In Kürze: (Ctrl-a ESC), dann kannst Du mit dem Cursor auf dem Bildschirm rumheizen, mit (SPACE) markierst Du Anfang und Ende des gewünschten Bereiches und ein (Ctrl-a ]) fügt den Text dann da ein, wo Du ihn haben möchtest (ebenfalls in dieser screen-Session natürlich...), (Ctrl-a >) schreibt ihn in eine Datei.

http://de.wikipedia.org/wiki/GNU_Screen

----------

## TheJoker89

nene ich hab die man page gelesen aber geht net

----------

## psyqil

Das ist natürlich schade...

 *STiGMaTa_ch wrote:*   

> Sorry, aber wenn du keine Infos lieferst, wie sollen wir dir dann helfen?!

 

----------

## TheJoker89

also ich habe weder curser noch sonst was, was soll das?

----------

## kopfsalat

 *TheJoker89 wrote:*   

> also ich habe weder curser noch sonst was, was soll das?

 

In diesem Fall würde ich Dir empfehlen möglichst schnell eine grafische Oberfläche gemäß Handbuch zu installieren, ehe Du noch die Frustrationsschwelle erreichst.

----------

## oscarwild

 *TheJoker89 wrote:*   

> also ich habe weder curser noch sonst was, was soll das?

 

Also ein curser würde Dir vermutlich ohnehin nicht weiterhelfen...  :Laughing: 

----------

## TheJoker89

hallo nochmal, wie ihr jetzt wohl langsam gemnerkt habt bin ich ein richiges sorgenkind

naja auf jeden fall geht mein sys nicht mehr wegen eines superblock fehlers, kann mir jemand sagen wo ich 

nachgucken kann wo die superblock backup blöcke sind?

hab sie mir beim partitionieren nicht angeguckt, weil ich nicht gedacht hätte dass ich die wiedergebrauchen würde

----------

## 76062563

 *Deever wrote:*   

> ...

______________________________

- ARBEITSAUFTRAG 1:
Übertragen Sie aus dem Forumsthread über GNU Screen den Abschnitt von „naja auf jeden“ bis einschließlich „backup blöcke sind?“ wortgetreu.

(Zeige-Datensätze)

______________________________

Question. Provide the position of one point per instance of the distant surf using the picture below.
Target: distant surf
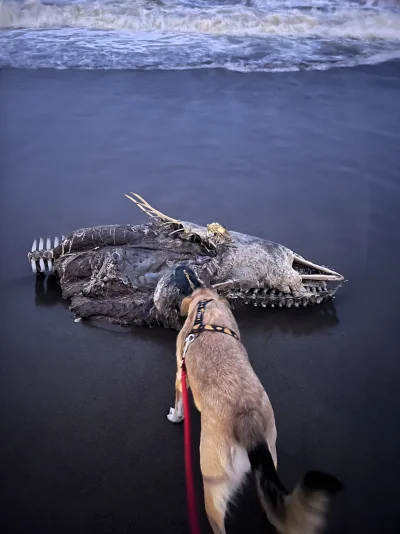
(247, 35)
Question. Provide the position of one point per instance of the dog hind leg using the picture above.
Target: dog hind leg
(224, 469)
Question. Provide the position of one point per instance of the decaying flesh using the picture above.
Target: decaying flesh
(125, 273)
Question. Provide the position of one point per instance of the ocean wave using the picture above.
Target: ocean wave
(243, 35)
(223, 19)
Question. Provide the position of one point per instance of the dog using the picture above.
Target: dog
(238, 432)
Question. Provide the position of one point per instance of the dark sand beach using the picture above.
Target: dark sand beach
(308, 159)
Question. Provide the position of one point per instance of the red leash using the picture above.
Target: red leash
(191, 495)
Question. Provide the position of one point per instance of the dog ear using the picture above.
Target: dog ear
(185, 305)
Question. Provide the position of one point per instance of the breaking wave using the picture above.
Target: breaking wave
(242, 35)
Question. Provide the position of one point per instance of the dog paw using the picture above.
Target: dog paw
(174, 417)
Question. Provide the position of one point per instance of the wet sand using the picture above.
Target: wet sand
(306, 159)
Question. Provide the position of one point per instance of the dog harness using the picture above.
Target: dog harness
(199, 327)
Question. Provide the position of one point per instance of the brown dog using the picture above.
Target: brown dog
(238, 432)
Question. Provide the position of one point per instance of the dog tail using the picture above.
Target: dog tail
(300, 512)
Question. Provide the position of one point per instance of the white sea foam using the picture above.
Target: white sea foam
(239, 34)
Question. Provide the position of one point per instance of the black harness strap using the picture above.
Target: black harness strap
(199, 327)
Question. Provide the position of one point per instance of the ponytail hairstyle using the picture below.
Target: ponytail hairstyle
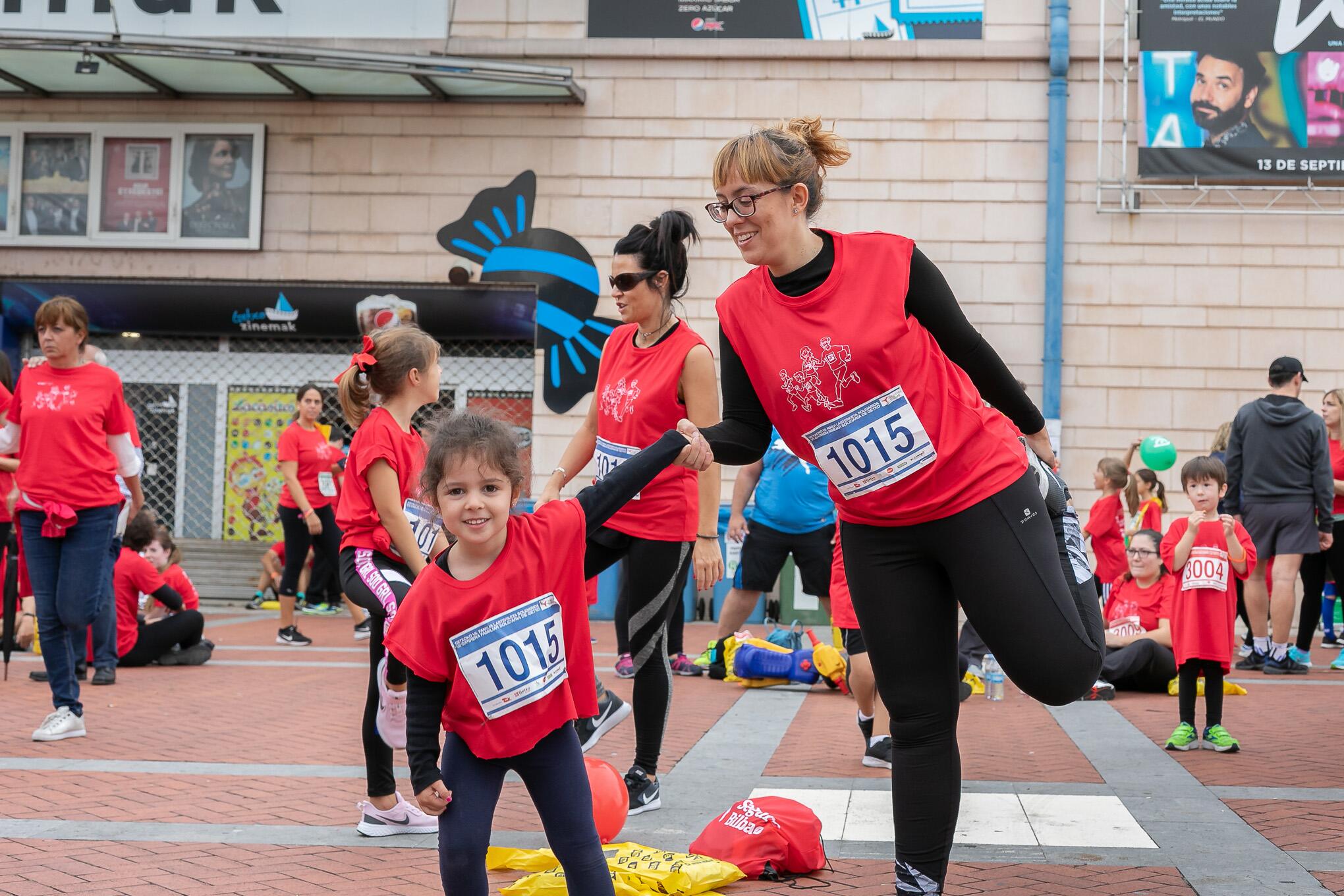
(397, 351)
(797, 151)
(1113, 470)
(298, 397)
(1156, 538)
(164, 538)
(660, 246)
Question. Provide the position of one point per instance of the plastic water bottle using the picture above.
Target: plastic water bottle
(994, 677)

______________________________

- ARBEITSAUFTRAG 2:
Entnehmen Sie den Datensätzen jede Zeile, die das Wort „bottle“ enthält. Groß- und Kleinschreibung sind dabei zu beachten.

- MUSTERLÖSUNG 1:
naja auf jeden fall geht mein sys nicht mehr wegen eines superblock fehlers, kann mir jemand sagen wo ich 

nachgucken kann wo die superblock backup blöcke sind?

- MUSTERLÖSUNG 2:
Question. Provide the position of one point per instance of the plastic water bottle using the picture above.
Target: plastic water bottle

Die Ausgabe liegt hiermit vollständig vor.